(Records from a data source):
Segment Open

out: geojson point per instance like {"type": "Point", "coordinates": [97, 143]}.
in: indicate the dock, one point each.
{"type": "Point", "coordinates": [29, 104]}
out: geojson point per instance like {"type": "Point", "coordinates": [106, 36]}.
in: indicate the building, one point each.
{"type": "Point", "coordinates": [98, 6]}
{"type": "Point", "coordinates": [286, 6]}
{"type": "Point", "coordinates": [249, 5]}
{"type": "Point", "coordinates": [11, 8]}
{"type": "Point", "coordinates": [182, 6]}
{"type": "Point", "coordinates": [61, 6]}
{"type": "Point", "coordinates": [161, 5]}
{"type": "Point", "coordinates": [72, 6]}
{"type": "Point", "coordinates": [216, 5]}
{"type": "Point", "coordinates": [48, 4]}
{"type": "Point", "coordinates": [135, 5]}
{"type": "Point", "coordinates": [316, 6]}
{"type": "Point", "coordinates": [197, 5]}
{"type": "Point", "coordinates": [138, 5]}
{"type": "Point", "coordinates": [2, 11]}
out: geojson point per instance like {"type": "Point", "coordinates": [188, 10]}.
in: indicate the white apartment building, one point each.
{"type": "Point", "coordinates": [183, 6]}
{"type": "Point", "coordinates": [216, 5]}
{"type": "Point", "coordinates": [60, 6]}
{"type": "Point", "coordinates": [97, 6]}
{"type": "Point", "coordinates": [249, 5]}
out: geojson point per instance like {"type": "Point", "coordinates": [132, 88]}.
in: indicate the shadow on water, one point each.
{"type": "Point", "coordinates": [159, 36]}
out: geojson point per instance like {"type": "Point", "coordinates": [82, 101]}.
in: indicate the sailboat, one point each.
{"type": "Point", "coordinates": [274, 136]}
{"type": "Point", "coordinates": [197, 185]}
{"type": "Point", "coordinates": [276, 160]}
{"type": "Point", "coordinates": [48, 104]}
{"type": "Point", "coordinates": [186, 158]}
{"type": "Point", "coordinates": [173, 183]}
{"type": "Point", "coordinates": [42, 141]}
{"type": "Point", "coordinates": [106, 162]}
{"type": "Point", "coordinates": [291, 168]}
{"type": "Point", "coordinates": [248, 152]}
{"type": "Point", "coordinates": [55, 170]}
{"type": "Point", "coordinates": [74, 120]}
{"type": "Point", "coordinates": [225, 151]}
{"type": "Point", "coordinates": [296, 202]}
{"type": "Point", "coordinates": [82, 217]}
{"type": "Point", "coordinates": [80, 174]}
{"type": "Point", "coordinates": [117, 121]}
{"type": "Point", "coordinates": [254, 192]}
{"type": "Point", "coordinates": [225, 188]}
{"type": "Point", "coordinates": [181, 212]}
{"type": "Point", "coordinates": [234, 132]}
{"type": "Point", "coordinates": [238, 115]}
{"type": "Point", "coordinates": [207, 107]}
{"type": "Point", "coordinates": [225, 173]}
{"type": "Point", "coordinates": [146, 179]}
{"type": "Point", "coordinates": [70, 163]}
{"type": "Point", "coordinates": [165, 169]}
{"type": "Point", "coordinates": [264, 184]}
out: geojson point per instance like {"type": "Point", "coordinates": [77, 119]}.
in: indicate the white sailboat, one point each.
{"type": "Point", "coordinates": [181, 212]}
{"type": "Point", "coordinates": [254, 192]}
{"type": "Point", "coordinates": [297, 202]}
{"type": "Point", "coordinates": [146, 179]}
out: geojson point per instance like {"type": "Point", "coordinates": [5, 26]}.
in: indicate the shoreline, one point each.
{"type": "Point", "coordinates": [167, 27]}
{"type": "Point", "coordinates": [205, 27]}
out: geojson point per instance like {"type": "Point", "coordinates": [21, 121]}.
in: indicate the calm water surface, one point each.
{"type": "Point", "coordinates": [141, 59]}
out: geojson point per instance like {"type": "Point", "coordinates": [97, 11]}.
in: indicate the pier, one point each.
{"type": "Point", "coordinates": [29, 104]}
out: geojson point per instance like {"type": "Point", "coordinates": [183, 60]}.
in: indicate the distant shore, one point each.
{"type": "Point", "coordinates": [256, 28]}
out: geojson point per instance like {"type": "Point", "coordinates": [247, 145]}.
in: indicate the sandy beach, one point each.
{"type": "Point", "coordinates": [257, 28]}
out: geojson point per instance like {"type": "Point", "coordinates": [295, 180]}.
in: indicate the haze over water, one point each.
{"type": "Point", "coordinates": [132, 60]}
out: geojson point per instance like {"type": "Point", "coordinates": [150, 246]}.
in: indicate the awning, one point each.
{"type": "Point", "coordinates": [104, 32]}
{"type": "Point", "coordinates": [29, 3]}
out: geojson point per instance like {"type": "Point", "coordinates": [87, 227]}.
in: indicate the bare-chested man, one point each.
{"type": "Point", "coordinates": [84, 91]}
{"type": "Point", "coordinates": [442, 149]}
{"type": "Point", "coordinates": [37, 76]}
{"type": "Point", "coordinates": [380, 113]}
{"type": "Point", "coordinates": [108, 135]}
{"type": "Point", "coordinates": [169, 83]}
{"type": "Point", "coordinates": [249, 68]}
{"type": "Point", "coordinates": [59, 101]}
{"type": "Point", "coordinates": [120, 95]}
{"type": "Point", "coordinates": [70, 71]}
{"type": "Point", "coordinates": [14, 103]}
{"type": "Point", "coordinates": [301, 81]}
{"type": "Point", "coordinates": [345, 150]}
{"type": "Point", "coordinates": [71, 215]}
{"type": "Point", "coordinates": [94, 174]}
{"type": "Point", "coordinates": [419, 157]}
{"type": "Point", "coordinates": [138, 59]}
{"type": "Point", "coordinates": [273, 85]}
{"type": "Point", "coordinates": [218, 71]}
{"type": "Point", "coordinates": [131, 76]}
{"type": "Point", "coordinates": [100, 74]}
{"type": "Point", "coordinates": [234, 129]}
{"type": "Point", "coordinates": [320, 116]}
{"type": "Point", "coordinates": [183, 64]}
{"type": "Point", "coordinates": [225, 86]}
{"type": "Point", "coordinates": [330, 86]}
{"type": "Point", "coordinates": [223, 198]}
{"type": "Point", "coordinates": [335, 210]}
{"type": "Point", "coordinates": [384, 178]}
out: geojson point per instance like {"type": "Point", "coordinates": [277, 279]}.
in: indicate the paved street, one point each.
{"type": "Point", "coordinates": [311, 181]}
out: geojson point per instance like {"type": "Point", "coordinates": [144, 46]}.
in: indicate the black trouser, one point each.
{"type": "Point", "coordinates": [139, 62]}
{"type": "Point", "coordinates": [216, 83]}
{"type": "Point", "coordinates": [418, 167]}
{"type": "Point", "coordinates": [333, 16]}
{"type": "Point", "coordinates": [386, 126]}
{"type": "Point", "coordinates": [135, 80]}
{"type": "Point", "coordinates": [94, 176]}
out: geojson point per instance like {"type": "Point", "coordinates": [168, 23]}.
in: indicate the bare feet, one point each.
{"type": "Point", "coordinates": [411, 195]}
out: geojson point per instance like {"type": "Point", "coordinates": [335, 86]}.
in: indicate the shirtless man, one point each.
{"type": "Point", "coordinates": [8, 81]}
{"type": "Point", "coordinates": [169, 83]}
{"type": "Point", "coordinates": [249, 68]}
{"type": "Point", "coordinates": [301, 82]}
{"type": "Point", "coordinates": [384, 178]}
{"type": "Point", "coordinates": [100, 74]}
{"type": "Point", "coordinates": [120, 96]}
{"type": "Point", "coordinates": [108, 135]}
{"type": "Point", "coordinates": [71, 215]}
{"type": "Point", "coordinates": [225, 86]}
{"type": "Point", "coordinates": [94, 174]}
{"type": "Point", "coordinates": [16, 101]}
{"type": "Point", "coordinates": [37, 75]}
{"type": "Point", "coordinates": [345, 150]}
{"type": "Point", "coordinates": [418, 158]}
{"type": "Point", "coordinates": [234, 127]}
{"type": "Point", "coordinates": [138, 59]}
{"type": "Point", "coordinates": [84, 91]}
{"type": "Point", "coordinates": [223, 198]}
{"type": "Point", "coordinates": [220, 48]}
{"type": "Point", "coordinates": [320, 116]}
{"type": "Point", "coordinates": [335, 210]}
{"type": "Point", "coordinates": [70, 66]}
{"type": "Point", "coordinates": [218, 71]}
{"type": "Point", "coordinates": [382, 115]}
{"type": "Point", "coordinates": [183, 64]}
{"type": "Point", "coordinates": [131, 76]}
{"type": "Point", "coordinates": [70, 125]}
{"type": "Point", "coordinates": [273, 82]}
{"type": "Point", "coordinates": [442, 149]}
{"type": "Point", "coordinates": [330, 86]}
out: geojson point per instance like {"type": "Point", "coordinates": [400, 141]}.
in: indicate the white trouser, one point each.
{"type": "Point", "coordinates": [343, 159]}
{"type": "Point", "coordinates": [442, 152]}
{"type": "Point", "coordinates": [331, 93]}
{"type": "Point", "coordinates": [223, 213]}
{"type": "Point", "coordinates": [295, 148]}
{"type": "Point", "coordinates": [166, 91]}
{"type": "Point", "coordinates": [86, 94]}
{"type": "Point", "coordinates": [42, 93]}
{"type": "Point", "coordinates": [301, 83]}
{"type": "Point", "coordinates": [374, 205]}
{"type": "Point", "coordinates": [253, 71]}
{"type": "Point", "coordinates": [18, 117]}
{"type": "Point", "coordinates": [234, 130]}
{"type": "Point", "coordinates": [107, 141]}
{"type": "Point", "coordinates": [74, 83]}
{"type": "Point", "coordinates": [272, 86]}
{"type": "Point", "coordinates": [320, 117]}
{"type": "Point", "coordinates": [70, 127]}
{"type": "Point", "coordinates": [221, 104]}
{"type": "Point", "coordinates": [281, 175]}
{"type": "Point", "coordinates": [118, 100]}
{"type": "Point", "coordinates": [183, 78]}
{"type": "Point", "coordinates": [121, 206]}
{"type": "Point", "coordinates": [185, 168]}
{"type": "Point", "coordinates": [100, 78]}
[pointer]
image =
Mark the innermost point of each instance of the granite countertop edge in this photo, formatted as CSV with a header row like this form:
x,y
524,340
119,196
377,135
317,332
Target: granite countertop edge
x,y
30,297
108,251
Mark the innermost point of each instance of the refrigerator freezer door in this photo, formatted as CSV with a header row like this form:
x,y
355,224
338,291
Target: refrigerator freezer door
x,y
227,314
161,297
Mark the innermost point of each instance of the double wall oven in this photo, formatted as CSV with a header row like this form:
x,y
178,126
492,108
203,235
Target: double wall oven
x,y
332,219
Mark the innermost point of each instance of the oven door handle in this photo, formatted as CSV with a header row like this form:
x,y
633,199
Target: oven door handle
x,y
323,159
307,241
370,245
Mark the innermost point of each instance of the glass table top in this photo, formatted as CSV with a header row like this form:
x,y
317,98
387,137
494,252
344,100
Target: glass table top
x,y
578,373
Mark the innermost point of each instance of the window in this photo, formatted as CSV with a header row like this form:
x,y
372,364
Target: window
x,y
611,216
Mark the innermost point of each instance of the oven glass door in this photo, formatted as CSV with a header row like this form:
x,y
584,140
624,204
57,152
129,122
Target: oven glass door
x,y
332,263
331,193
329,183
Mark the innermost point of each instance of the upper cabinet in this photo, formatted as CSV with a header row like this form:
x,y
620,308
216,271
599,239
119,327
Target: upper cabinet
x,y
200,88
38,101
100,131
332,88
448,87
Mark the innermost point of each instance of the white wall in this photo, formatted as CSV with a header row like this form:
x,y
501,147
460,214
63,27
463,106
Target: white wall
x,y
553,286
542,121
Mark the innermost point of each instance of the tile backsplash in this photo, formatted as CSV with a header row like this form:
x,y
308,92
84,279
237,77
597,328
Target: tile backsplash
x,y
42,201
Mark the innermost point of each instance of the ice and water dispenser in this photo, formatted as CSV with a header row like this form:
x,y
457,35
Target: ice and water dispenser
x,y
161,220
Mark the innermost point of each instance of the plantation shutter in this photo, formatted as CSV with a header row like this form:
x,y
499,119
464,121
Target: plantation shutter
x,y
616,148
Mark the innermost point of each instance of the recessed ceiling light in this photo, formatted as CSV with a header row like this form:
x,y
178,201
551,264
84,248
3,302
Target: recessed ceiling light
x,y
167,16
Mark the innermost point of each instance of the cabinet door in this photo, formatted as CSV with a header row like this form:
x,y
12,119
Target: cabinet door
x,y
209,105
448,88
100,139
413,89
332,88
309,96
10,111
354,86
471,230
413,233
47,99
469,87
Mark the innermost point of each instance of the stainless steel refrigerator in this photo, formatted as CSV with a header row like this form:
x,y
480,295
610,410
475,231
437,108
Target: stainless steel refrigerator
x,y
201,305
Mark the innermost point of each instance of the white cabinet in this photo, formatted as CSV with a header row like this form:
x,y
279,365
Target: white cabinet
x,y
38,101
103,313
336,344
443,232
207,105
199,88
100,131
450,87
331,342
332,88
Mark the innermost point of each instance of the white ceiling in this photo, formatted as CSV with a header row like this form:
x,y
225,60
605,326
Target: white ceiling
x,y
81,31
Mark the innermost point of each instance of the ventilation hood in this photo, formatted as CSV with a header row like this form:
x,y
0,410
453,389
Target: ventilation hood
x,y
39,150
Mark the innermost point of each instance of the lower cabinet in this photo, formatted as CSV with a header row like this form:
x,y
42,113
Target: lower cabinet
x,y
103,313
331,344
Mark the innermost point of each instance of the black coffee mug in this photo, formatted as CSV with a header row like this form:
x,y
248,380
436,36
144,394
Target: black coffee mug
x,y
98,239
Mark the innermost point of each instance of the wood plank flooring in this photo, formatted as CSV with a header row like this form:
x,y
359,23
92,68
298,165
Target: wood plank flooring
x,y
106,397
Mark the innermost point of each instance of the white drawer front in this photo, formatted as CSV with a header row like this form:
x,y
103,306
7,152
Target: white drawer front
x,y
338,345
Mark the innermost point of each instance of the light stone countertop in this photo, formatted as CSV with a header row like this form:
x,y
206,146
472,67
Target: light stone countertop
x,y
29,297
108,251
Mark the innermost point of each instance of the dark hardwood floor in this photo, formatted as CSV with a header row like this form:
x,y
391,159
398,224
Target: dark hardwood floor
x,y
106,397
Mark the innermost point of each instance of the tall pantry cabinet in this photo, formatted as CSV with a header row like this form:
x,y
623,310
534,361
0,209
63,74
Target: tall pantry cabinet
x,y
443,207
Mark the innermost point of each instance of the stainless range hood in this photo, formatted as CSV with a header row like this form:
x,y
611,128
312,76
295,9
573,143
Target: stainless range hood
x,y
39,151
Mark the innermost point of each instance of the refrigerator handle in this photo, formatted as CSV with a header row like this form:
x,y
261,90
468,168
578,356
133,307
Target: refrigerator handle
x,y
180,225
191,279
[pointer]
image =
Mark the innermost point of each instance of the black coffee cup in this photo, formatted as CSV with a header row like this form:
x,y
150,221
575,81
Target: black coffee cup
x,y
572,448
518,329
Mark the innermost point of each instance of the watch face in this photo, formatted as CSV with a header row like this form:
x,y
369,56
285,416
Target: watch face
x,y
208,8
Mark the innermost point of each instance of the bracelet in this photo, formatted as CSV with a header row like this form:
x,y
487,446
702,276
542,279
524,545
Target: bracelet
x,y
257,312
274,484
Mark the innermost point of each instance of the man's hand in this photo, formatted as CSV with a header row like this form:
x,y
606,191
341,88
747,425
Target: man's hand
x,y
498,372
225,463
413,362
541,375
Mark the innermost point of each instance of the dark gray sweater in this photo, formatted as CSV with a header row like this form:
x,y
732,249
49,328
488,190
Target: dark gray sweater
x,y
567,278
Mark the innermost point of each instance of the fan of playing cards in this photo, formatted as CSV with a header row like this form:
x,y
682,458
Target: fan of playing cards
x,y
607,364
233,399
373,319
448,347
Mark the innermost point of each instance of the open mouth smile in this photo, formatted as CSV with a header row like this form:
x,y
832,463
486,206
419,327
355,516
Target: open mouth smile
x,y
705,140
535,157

Segment Closed

(Problem description):
Copy over exactly the lines above from the one with "Target: man's hand" to the last, both included, and no others.

(Output):
Target: man's hand
x,y
498,372
225,463
413,362
541,375
Mark the innermost point of each instance of the dark gray sweater in this photo, formatted as CSV with a header row like this form:
x,y
732,249
49,328
488,190
Target: dark gray sweater
x,y
567,278
Mark the innermost point of each instance of the fan of playing cards in this photo, formatted as CSV with a header row like this form:
x,y
682,458
Target: fan of playing cards
x,y
607,364
233,399
373,319
448,347
Mark the innermost point of each instance of the open mouth smile in this photo, formatted as CSV with a header row like this form:
x,y
832,463
486,206
419,327
355,516
Target: open mouth smile
x,y
705,140
535,157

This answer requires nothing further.